TASK INPUTS:
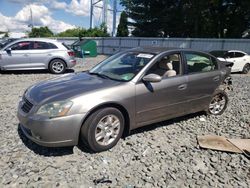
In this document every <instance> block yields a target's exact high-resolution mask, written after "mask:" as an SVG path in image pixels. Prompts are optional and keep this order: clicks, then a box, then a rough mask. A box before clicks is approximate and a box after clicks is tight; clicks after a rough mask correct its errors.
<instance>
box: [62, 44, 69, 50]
mask: <svg viewBox="0 0 250 188" xmlns="http://www.w3.org/2000/svg"><path fill="white" fill-rule="evenodd" d="M62 45H63V46H64V47H65V48H67V50H70V47H69V46H68V45H67V44H65V43H62Z"/></svg>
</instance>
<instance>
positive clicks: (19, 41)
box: [16, 38, 57, 42]
mask: <svg viewBox="0 0 250 188" xmlns="http://www.w3.org/2000/svg"><path fill="white" fill-rule="evenodd" d="M22 41H41V42H57V40H56V39H48V38H22V39H18V40H16V42H22Z"/></svg>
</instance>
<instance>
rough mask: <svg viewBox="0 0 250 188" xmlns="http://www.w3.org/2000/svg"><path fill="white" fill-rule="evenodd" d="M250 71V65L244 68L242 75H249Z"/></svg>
mask: <svg viewBox="0 0 250 188" xmlns="http://www.w3.org/2000/svg"><path fill="white" fill-rule="evenodd" d="M249 71H250V64H248V63H247V64H245V66H244V67H243V70H242V73H243V74H247V73H248V72H249Z"/></svg>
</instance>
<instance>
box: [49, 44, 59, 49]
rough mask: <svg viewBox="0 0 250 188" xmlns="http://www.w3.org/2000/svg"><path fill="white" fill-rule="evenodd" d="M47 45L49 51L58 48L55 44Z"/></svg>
mask: <svg viewBox="0 0 250 188" xmlns="http://www.w3.org/2000/svg"><path fill="white" fill-rule="evenodd" d="M48 44H49V47H50V49H57V48H58V47H57V46H56V45H55V44H52V43H48Z"/></svg>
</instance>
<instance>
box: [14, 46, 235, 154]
mask: <svg viewBox="0 0 250 188" xmlns="http://www.w3.org/2000/svg"><path fill="white" fill-rule="evenodd" d="M229 76H230V67H227V65H226V64H225V63H222V62H219V61H218V60H217V59H216V58H215V57H213V56H211V55H209V54H207V53H203V52H198V51H193V50H186V49H168V48H156V47H155V48H153V47H151V48H149V47H145V48H136V49H131V50H129V51H126V52H121V53H118V54H116V55H114V56H111V57H109V58H108V59H106V60H104V61H103V62H101V63H100V64H98V65H97V66H95V67H94V68H92V69H91V70H89V71H87V72H79V73H72V74H66V75H63V76H61V77H58V78H55V79H52V80H48V81H43V82H40V83H37V84H35V85H33V86H31V87H29V88H28V89H27V90H26V91H25V92H24V95H23V97H22V99H21V101H20V103H19V106H18V118H19V120H20V127H21V129H22V131H23V132H24V134H25V135H26V136H27V137H28V138H29V139H31V140H33V141H34V142H36V143H38V144H40V145H44V146H50V147H57V146H71V145H77V144H78V142H79V140H82V141H83V142H84V143H85V145H87V146H88V147H89V148H90V149H91V150H93V151H94V152H100V151H104V150H108V149H110V148H112V147H113V146H114V145H115V144H116V143H117V142H118V140H119V139H120V138H121V136H122V135H123V134H127V133H129V131H130V130H132V129H136V128H138V127H142V126H145V125H148V124H152V123H155V122H159V121H163V120H166V119H170V118H174V117H178V116H183V115H185V114H190V113H194V112H198V111H206V112H207V113H208V114H213V115H219V114H222V113H223V112H224V110H225V109H226V106H227V102H228V97H227V94H226V92H225V91H224V90H222V89H221V88H222V87H221V86H222V85H223V83H224V82H225V80H227V79H226V78H227V77H229Z"/></svg>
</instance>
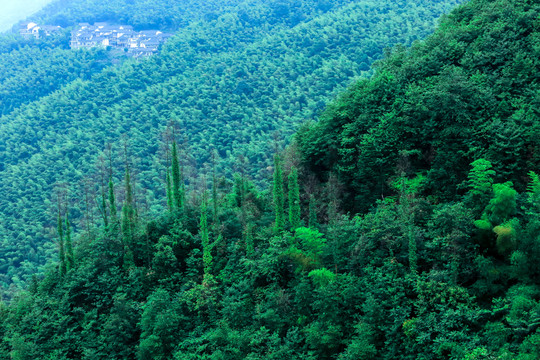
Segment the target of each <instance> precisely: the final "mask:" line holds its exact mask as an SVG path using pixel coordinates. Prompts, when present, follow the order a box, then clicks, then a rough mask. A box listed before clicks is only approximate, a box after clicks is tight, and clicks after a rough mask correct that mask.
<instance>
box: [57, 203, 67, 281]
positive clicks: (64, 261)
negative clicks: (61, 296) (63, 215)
mask: <svg viewBox="0 0 540 360" xmlns="http://www.w3.org/2000/svg"><path fill="white" fill-rule="evenodd" d="M57 230H58V240H59V247H60V249H59V250H60V254H59V257H60V275H62V276H63V275H65V274H66V253H65V248H64V227H63V224H62V216H61V215H60V206H59V207H58V226H57Z"/></svg>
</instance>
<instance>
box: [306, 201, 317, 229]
mask: <svg viewBox="0 0 540 360" xmlns="http://www.w3.org/2000/svg"><path fill="white" fill-rule="evenodd" d="M308 221H309V223H308V226H309V227H310V228H312V229H315V228H316V227H317V225H318V222H317V202H316V200H315V196H313V194H311V195H309V220H308Z"/></svg>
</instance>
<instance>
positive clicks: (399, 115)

EXERCISE GOAL: Word-for-word copy, no pictures: write out the entries above in full.

YOUR SOLUTION:
In this document every <instance> block yields a target's exact high-resolution mask, written after "mask:" as an SVG path in image pixels. Prompts are optional and keep this order: clicks, then a box, then a rough mask. A box before clicks is approximate and a box after clicks is tight; clicks after a rough mask correct its errors.
<instance>
box: [62, 44, 69, 50]
mask: <svg viewBox="0 0 250 188" xmlns="http://www.w3.org/2000/svg"><path fill="white" fill-rule="evenodd" d="M62 45H63V46H64V47H65V48H67V50H70V47H69V46H68V45H67V44H65V43H62Z"/></svg>
</instance>
<instance>
positive clicks: (19, 41)
box: [16, 38, 57, 42]
mask: <svg viewBox="0 0 250 188" xmlns="http://www.w3.org/2000/svg"><path fill="white" fill-rule="evenodd" d="M22 41H41V42H57V40H56V39H48V38H22V39H18V40H16V42H22Z"/></svg>
</instance>
<instance>
rough mask: <svg viewBox="0 0 250 188" xmlns="http://www.w3.org/2000/svg"><path fill="white" fill-rule="evenodd" d="M250 71V65L244 68L242 75H249Z"/></svg>
mask: <svg viewBox="0 0 250 188" xmlns="http://www.w3.org/2000/svg"><path fill="white" fill-rule="evenodd" d="M249 71H250V64H248V63H247V64H245V66H244V67H243V70H242V73H243V74H247V73H248V72H249Z"/></svg>
</instance>
<instance>
box: [49, 44, 59, 49]
rough mask: <svg viewBox="0 0 250 188" xmlns="http://www.w3.org/2000/svg"><path fill="white" fill-rule="evenodd" d="M47 45L49 51L58 48L55 44Z"/></svg>
mask: <svg viewBox="0 0 250 188" xmlns="http://www.w3.org/2000/svg"><path fill="white" fill-rule="evenodd" d="M48 44H49V47H50V49H57V48H58V47H57V46H56V45H55V44H52V43H48Z"/></svg>
</instance>
<instance>
box: [14, 46, 235, 154]
mask: <svg viewBox="0 0 250 188" xmlns="http://www.w3.org/2000/svg"><path fill="white" fill-rule="evenodd" d="M229 76H230V67H227V65H226V64H225V63H222V62H219V61H218V60H217V59H216V58H215V57H213V56H211V55H209V54H207V53H203V52H198V51H193V50H186V49H168V48H156V47H155V48H153V47H151V48H149V47H145V48H136V49H131V50H129V51H126V52H121V53H118V54H116V55H114V56H111V57H109V58H108V59H106V60H104V61H103V62H101V63H100V64H98V65H97V66H95V67H94V68H92V69H91V70H89V71H87V72H79V73H72V74H66V75H63V76H61V77H58V78H55V79H52V80H48V81H43V82H40V83H37V84H35V85H33V86H31V87H29V88H28V89H27V90H26V91H25V92H24V95H23V97H22V99H21V101H20V103H19V106H18V118H19V120H20V127H21V129H22V131H23V132H24V134H25V135H26V136H27V137H28V138H29V139H31V140H33V141H34V142H36V143H38V144H40V145H44V146H50V147H57V146H71V145H77V144H78V142H79V140H82V141H83V142H84V143H85V145H87V146H88V147H89V148H90V149H91V150H93V151H94V152H100V151H104V150H108V149H110V148H112V147H113V146H114V145H115V144H116V143H117V142H118V140H119V139H120V138H121V136H122V135H123V134H127V133H129V131H130V130H132V129H136V128H138V127H142V126H145V125H148V124H152V123H155V122H159V121H163V120H166V119H170V118H174V117H178V116H183V115H185V114H190V113H194V112H198V111H206V112H207V113H208V114H213V115H219V114H222V113H223V112H224V110H225V109H226V106H227V102H228V97H227V94H226V92H225V91H224V90H222V89H221V88H222V87H221V86H222V85H223V83H224V82H225V80H227V79H226V78H227V77H229Z"/></svg>
</instance>
Segment the target of each <instance> precisely: the final "mask:" line holds its exact mask as an SVG path using pixel coordinates. Prompts, when present, follow the order a box, then clicks, then a rough mask. A box listed before clicks is only approximate, a box after clicks is tight, and clicks after a rough mask correct that mask.
<instance>
box: [57, 203, 67, 281]
positive clicks: (64, 261)
negative clicks: (61, 296) (63, 215)
mask: <svg viewBox="0 0 540 360" xmlns="http://www.w3.org/2000/svg"><path fill="white" fill-rule="evenodd" d="M57 230H58V240H59V247H60V249H59V250H60V254H59V257H60V275H62V276H63V275H65V274H66V253H65V248H64V227H63V224H62V216H61V215H60V206H59V207H58V226H57Z"/></svg>
</instance>
<instance>
box: [306, 201, 317, 229]
mask: <svg viewBox="0 0 540 360" xmlns="http://www.w3.org/2000/svg"><path fill="white" fill-rule="evenodd" d="M308 221H309V223H308V226H309V227H310V228H312V229H315V228H316V227H317V225H318V222H317V202H316V200H315V196H313V194H311V195H309V220H308Z"/></svg>
</instance>
<instance>
positive clicks: (399, 115)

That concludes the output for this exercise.